Поставленная задача 1
Перечислите все вопросы, которые родные Ники, согласно тексту о её стихах, задавали врачам.
Поставленная задача 2
Перепишите часть текста о стихах Ники от «Нике было около» до «о её стихах.», заменив «стихи» на «стихотворения».
Поставленная задача 3
Продолжите текст о стихах Ники, начав сразу после его последнего предложения.

Фрагмент текста

• • • • •

Нике было около четырёх лет, когда мама впервые разобрала ночные бормотания дочери. Это были стихи – многогранные и ритмичные, пронзительные, как заклинание, порой трагические, непонятные своими недетскими переживаниями и взрослостью. Бабушку и маму такие стихотворения сразу напугали. Это могло произойти когда угодно, но чаще всего по ночам малышка звала взрослых и почти в приказном тоне говорила: «Пишите, мне стихи диктует Бог». Поэтические строки распирали девочку, лились из неё и не давали покоя.

Вполне естественно, что первой реакцией мамы и бабушки был шок. Они консультировались с докторами, психиатрами. Родные просили врачей помочь, спрашивали: «Что это? Талант? Как сделать так, чтобы она перестала сочинять?» Но медики разводили руками и говорили, что сейчас, прежде всего, надо вылечить астму у измученного бессонницей ребёнка, а не думать о её стихах.

Бабушка обращалась дальше, в клиники Киева и Москвы, умоляя докторов хоть как-то сделать, чтобы девочка перестала писать и нормально жила, потому что из-за этих стихов крошка вообще не спала, а вместе с ней обессилили от бессонных ночей мама и бабушка.

• • • • •

Выдержки из строк

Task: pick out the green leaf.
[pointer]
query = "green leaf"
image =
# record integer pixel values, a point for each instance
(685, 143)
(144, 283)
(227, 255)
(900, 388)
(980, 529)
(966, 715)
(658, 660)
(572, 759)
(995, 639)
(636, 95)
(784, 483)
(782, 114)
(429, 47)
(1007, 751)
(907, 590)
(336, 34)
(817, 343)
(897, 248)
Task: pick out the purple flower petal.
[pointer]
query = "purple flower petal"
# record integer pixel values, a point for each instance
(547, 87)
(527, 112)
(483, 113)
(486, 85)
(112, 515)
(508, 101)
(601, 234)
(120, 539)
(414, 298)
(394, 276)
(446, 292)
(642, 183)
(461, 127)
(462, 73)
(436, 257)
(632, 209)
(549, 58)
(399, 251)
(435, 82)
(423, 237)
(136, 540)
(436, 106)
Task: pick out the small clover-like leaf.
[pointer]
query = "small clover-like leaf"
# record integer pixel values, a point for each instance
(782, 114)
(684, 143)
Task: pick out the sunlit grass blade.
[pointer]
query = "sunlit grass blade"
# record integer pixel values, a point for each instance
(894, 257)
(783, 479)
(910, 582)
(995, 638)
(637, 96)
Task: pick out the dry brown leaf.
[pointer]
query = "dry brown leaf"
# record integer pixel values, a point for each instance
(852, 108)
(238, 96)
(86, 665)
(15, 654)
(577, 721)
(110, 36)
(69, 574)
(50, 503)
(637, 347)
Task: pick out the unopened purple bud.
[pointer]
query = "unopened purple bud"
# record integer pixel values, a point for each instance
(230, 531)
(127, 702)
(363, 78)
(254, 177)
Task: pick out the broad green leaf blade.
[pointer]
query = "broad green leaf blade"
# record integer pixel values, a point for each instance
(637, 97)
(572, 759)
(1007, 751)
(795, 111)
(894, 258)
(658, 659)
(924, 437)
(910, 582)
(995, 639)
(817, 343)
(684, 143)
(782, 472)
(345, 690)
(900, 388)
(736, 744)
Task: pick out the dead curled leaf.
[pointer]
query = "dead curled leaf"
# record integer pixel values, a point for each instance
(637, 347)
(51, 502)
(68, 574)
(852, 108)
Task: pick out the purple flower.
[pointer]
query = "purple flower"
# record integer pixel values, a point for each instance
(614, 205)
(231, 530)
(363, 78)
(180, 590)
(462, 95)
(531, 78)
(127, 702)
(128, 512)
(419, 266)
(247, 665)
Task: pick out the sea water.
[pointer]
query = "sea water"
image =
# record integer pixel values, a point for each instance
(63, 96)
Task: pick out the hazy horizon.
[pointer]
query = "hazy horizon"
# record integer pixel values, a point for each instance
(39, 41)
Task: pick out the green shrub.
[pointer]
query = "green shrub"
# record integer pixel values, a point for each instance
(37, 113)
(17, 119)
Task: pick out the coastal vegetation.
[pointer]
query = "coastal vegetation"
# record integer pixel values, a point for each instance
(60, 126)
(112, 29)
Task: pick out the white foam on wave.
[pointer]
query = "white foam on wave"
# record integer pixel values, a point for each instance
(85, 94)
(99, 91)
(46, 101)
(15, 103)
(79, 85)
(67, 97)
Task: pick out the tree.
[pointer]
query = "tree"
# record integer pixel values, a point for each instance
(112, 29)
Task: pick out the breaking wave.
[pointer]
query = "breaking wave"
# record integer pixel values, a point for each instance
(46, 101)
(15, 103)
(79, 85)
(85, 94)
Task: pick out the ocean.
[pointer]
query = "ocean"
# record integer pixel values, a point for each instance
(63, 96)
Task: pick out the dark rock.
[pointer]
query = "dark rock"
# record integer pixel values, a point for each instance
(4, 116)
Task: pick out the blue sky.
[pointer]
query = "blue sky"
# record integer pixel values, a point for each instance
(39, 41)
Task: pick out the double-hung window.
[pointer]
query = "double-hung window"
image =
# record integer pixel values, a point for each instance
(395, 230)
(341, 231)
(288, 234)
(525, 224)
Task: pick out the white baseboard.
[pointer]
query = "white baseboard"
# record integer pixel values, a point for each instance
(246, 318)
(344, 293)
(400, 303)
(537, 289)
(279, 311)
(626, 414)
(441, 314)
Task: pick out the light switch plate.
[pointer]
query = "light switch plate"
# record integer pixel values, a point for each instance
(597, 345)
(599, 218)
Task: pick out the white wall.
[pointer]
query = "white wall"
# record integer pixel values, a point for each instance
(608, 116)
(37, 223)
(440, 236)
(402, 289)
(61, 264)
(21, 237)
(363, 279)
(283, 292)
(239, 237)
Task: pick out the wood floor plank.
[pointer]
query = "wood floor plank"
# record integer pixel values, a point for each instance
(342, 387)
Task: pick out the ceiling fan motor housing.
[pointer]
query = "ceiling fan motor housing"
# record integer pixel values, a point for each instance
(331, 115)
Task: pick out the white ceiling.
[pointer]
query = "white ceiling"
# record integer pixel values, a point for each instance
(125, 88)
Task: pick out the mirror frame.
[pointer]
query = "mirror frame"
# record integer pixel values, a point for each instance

• • • • •

Ожидаемый ответ 1
«Что это?»; «Талант?»; «Как сделать так, чтобы она перестала сочинять?»

Ожидаемый ответ 2
Нике было около четырёх лет, когда мама впервые разобрала ночные бормотания дочери. Это были стихотворения – многогранные и ритмичные, пронзительные, как заклинание, порой трагические, непонятные своими недетскими переживаниями и взрослостью. Бабушку и маму такие стихотворения сразу напугали. Это могло произойти когда угодно, но чаще всего по ночам малышка звала взрослых и почти в приказном тоне говорила: «Пишите, мне стихотворения диктует Бог». Поэтические строки распирали девочку, лились из неё и не давали покоя.

Вполне естественно, что первой реакцией мамы и бабушки был шок. Они консультировались с докторами, психиатрами. Родные просили врачей помочь, спрашивали: «Что это? Талант? Как сделать так, чтобы она перестала сочинять?» Но медики разводили руками и говорили, что сейчас, прежде всего, надо вылечить астму у измученного бессонницей ребёнка, а не думать о её стихах.

Ожидаемый ответ 3
Это не было сумасшествием. Ребёнок бессознательно молил защитить её от боли и постоянного страха смерти, и Бог посылал ей защиту именно в таком виде. В конце концов, мама взяла тетрадь и стала выводить старательным почерком всё, что ей диктует дочь. Потом Никины стихи родные стали показывать своим знакомым, а те в один голос твердили, что их непременно надо дать почитать кому-то из известных поэтов.

Признание гениальности

Первым обратил внимание на девочку-вундеркинда писатель Юлиан Семёнов. Шёл 1982 год, Нике было семь лет. Семёнов строил дачу неподалёку от Ялты и проживал в то время в гостинице, в которой заведующей бюро обслуживания работала Никина бабушка. Однажды писателю срочно потребовалось лететь в Москву, и бабушка Ники заказывала ему машину до аэропорта Симферополя. Перед самым отъездом она прямо-таки всунула Семёнову в руки тетрадь со стихами внучки и попросила прочитать. Юлиан Семёнович сначала выказал недовольство, но, перевернув несколько страниц, сказал: «Гениально!»

Ведь не каждому взрослому дано придумать такие строки:

«Глазами чьими я смотрю на мир?
Друзей? Родных?
Зверей? Деревьев? Птиц?
Губами чьими я ловлю росу
С упавшего листа на мостовую?»

Через какое-то время Семёнов прислал в Ялту корреспондента «Комсомольской правды», чтобы написать статью об уникальной девочке. В марте 1983 года в газете впервые были напечатаны стихи маленькой поэтессы.

Девочку пригласили в Москву, где в Доме литераторов она познакомилась со знаменитым поэтом Евгением Евтушенко, сыгравшем в её последующей жизни немалую роль. Здесь же состоялось её первое публичное выступление.

Позже Турбина с Евтушенко стали выступать на литературных вечерах дуэтом. Так маленькая поэтесса из Крыма в одночасье стала знаменитой на весь Советский Союз.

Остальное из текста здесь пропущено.